» **Problem to work on**
Pull out every line of the records that contains the string "sample", treating uppercase and lowercase as different.

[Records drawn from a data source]
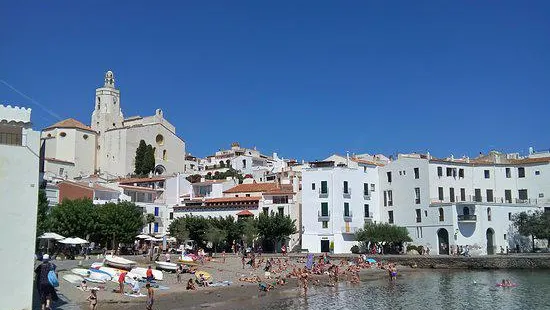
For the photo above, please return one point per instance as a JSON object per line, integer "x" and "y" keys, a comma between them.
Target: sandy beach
{"x": 177, "y": 297}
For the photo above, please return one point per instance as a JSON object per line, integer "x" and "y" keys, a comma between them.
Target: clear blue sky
{"x": 303, "y": 79}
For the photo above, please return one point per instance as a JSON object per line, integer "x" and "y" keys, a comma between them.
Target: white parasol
{"x": 51, "y": 236}
{"x": 73, "y": 241}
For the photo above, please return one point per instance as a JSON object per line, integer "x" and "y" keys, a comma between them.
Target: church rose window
{"x": 160, "y": 139}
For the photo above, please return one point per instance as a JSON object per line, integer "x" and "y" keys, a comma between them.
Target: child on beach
{"x": 92, "y": 298}
{"x": 150, "y": 297}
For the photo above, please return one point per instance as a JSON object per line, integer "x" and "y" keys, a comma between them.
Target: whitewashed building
{"x": 19, "y": 161}
{"x": 339, "y": 195}
{"x": 108, "y": 146}
{"x": 451, "y": 202}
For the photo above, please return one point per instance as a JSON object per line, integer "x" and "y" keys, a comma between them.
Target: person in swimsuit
{"x": 93, "y": 299}
{"x": 150, "y": 297}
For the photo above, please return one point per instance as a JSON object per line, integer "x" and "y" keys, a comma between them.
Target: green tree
{"x": 149, "y": 219}
{"x": 74, "y": 218}
{"x": 140, "y": 156}
{"x": 276, "y": 228}
{"x": 120, "y": 222}
{"x": 216, "y": 236}
{"x": 42, "y": 213}
{"x": 534, "y": 224}
{"x": 149, "y": 160}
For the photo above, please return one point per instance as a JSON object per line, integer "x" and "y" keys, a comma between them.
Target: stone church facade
{"x": 107, "y": 147}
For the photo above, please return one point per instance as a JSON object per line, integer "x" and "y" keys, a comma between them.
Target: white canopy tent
{"x": 73, "y": 241}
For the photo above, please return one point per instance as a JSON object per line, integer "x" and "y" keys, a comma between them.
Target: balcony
{"x": 348, "y": 217}
{"x": 467, "y": 218}
{"x": 323, "y": 217}
{"x": 349, "y": 230}
{"x": 346, "y": 194}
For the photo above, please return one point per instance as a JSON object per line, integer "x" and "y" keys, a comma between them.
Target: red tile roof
{"x": 232, "y": 199}
{"x": 141, "y": 180}
{"x": 253, "y": 187}
{"x": 70, "y": 123}
{"x": 245, "y": 213}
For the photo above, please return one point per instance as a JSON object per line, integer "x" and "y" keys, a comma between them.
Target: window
{"x": 417, "y": 195}
{"x": 477, "y": 196}
{"x": 324, "y": 208}
{"x": 522, "y": 193}
{"x": 490, "y": 195}
{"x": 508, "y": 195}
{"x": 324, "y": 187}
{"x": 366, "y": 210}
{"x": 346, "y": 209}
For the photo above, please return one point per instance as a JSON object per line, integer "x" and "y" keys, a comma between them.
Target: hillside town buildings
{"x": 19, "y": 157}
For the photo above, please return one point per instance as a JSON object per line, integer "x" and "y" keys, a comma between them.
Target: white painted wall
{"x": 19, "y": 198}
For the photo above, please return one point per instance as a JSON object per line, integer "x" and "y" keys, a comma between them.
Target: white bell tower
{"x": 107, "y": 112}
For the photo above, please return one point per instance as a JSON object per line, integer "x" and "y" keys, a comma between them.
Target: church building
{"x": 70, "y": 149}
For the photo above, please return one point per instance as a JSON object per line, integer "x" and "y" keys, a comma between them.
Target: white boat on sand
{"x": 142, "y": 273}
{"x": 166, "y": 266}
{"x": 119, "y": 262}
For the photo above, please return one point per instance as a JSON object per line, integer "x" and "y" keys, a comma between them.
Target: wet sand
{"x": 177, "y": 297}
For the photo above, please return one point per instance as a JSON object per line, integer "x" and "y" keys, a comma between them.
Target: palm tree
{"x": 149, "y": 219}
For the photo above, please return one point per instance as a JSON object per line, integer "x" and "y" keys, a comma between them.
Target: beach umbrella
{"x": 51, "y": 236}
{"x": 73, "y": 241}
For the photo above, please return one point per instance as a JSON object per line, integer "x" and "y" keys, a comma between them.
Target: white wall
{"x": 18, "y": 198}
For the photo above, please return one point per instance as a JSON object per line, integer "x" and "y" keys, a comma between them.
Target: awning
{"x": 245, "y": 213}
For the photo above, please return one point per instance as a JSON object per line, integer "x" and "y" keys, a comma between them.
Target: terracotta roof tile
{"x": 70, "y": 123}
{"x": 253, "y": 187}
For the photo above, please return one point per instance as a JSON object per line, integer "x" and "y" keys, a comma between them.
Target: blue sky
{"x": 302, "y": 79}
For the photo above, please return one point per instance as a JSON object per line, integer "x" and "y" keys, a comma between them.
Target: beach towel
{"x": 309, "y": 262}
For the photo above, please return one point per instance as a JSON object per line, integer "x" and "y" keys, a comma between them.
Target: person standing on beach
{"x": 150, "y": 297}
{"x": 45, "y": 289}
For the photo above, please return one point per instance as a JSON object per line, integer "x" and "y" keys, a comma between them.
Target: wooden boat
{"x": 166, "y": 266}
{"x": 119, "y": 262}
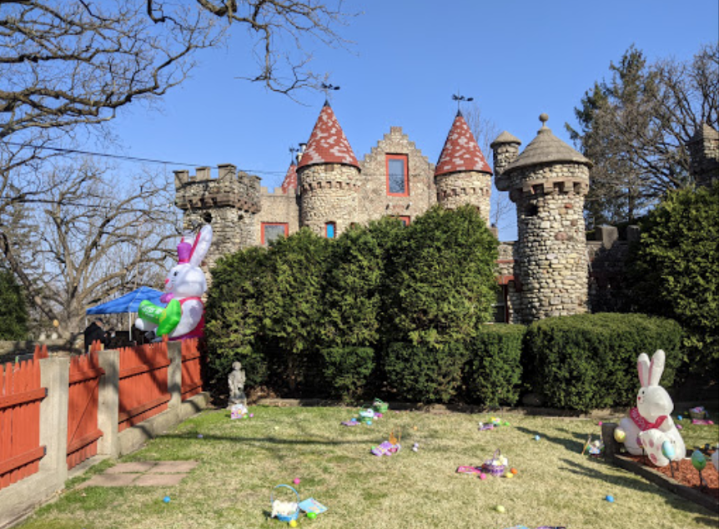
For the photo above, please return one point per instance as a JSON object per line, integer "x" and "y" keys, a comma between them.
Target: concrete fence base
{"x": 20, "y": 499}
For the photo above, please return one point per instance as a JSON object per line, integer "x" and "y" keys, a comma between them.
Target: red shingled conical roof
{"x": 328, "y": 143}
{"x": 461, "y": 152}
{"x": 290, "y": 181}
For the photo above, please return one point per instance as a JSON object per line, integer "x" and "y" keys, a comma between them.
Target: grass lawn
{"x": 242, "y": 460}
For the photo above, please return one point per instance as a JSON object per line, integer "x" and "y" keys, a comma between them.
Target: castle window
{"x": 397, "y": 175}
{"x": 270, "y": 231}
{"x": 330, "y": 230}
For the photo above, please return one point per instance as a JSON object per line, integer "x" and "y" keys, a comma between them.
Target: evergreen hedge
{"x": 494, "y": 371}
{"x": 588, "y": 361}
{"x": 425, "y": 374}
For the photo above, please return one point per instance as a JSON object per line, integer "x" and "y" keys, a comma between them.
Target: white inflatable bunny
{"x": 650, "y": 425}
{"x": 184, "y": 286}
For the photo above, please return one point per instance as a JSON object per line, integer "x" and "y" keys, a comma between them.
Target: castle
{"x": 551, "y": 270}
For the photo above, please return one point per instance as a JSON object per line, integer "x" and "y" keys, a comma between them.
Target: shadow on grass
{"x": 634, "y": 482}
{"x": 573, "y": 445}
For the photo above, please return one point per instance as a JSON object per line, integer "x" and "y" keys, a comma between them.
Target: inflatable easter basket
{"x": 286, "y": 517}
{"x": 493, "y": 466}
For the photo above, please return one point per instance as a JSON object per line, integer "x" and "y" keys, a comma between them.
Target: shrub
{"x": 442, "y": 283}
{"x": 589, "y": 361}
{"x": 235, "y": 309}
{"x": 13, "y": 312}
{"x": 494, "y": 370}
{"x": 425, "y": 374}
{"x": 673, "y": 271}
{"x": 347, "y": 370}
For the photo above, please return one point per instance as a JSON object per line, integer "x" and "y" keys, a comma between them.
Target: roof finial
{"x": 459, "y": 98}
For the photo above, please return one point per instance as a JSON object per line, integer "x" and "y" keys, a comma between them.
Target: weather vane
{"x": 327, "y": 87}
{"x": 458, "y": 98}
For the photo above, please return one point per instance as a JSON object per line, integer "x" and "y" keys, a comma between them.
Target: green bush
{"x": 347, "y": 370}
{"x": 235, "y": 308}
{"x": 423, "y": 373}
{"x": 442, "y": 283}
{"x": 13, "y": 312}
{"x": 589, "y": 361}
{"x": 673, "y": 271}
{"x": 494, "y": 370}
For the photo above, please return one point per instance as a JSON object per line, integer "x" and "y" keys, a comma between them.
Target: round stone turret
{"x": 328, "y": 178}
{"x": 548, "y": 183}
{"x": 463, "y": 175}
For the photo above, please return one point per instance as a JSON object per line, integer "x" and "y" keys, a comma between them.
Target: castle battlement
{"x": 232, "y": 188}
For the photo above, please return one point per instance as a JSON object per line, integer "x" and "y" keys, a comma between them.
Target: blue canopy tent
{"x": 128, "y": 303}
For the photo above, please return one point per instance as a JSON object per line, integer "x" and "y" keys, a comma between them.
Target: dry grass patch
{"x": 240, "y": 462}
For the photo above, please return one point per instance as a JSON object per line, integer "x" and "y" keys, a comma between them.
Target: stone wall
{"x": 328, "y": 194}
{"x": 278, "y": 207}
{"x": 551, "y": 250}
{"x": 467, "y": 187}
{"x": 374, "y": 200}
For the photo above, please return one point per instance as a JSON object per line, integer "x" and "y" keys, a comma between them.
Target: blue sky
{"x": 517, "y": 58}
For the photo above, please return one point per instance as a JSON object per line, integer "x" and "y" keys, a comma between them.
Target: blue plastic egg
{"x": 668, "y": 450}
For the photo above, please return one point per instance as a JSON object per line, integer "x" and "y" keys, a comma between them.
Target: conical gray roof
{"x": 547, "y": 148}
{"x": 505, "y": 137}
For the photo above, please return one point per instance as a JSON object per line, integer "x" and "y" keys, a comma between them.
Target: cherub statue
{"x": 236, "y": 382}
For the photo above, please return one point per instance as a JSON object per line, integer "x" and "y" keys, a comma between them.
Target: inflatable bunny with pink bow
{"x": 649, "y": 425}
{"x": 184, "y": 315}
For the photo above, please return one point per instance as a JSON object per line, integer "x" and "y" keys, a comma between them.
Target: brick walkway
{"x": 143, "y": 474}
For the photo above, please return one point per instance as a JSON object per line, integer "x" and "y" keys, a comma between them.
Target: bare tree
{"x": 485, "y": 131}
{"x": 636, "y": 127}
{"x": 90, "y": 239}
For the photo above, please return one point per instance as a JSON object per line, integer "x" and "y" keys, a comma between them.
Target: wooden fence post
{"x": 109, "y": 403}
{"x": 55, "y": 376}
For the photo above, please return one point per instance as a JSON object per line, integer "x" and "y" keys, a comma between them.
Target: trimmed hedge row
{"x": 589, "y": 361}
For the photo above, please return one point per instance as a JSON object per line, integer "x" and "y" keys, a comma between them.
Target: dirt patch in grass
{"x": 687, "y": 475}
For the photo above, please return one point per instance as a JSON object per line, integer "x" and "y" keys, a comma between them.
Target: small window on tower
{"x": 397, "y": 175}
{"x": 330, "y": 230}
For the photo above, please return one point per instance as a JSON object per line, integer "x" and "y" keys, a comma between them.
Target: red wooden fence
{"x": 82, "y": 430}
{"x": 143, "y": 383}
{"x": 191, "y": 368}
{"x": 20, "y": 396}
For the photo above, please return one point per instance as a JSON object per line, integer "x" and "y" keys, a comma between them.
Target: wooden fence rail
{"x": 83, "y": 393}
{"x": 191, "y": 368}
{"x": 20, "y": 397}
{"x": 143, "y": 390}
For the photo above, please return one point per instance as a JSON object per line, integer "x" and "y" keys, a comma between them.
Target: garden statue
{"x": 236, "y": 382}
{"x": 649, "y": 425}
{"x": 185, "y": 284}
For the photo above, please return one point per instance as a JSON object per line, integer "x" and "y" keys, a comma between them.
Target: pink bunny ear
{"x": 643, "y": 369}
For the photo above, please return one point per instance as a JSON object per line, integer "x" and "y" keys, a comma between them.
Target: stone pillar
{"x": 174, "y": 374}
{"x": 108, "y": 408}
{"x": 55, "y": 376}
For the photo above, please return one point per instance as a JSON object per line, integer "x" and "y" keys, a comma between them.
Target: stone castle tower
{"x": 548, "y": 183}
{"x": 328, "y": 177}
{"x": 463, "y": 175}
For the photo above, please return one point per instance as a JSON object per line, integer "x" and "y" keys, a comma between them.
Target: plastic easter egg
{"x": 619, "y": 435}
{"x": 698, "y": 460}
{"x": 668, "y": 450}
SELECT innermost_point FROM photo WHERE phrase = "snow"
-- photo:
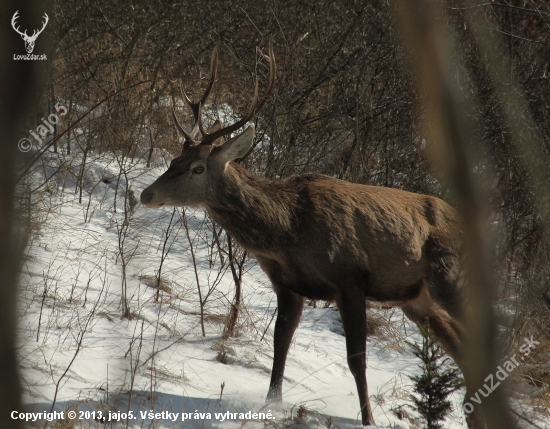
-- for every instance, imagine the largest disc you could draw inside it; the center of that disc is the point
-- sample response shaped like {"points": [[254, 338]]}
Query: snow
{"points": [[77, 349]]}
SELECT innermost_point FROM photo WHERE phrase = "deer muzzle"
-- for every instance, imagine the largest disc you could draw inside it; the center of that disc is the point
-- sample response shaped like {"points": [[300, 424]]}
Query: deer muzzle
{"points": [[149, 197]]}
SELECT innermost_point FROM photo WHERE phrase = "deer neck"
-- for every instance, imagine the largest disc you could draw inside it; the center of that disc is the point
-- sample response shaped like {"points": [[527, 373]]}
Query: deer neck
{"points": [[255, 211]]}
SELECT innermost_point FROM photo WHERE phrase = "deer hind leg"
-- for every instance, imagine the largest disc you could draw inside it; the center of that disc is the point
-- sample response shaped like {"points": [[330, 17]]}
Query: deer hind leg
{"points": [[290, 307], [446, 327], [443, 319], [353, 313]]}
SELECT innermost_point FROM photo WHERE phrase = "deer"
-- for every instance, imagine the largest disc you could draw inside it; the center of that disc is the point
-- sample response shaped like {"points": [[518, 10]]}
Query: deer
{"points": [[29, 40], [321, 238]]}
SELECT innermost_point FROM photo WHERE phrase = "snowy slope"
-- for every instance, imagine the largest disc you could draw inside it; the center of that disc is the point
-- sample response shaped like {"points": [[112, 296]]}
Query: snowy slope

» **Solution for this task**
-- sample response shaped like {"points": [[254, 338]]}
-- sample response shaped like {"points": [[300, 424]]}
-- sample response shaped like {"points": [[527, 373]]}
-- sample response shaped like {"points": [[330, 17]]}
-- sample response shaped like {"points": [[518, 10]]}
-- sample response shaped like {"points": [[112, 296]]}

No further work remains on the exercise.